**Goal**
Present every line of the records below as a numbered list, skipping any blank lines and leaving the pictures out.

──────── Data ────────

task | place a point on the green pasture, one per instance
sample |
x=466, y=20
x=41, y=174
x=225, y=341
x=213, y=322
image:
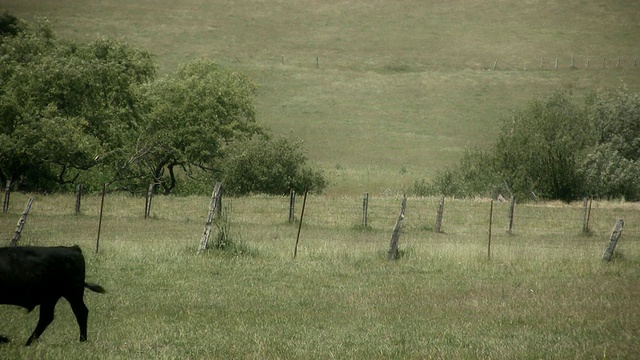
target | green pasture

────────

**Result of this task**
1. task | place a point on the green pasture, one per instance
2. sample |
3. x=466, y=20
4. x=41, y=174
5. x=225, y=341
6. x=213, y=322
7. image:
8. target | green pasture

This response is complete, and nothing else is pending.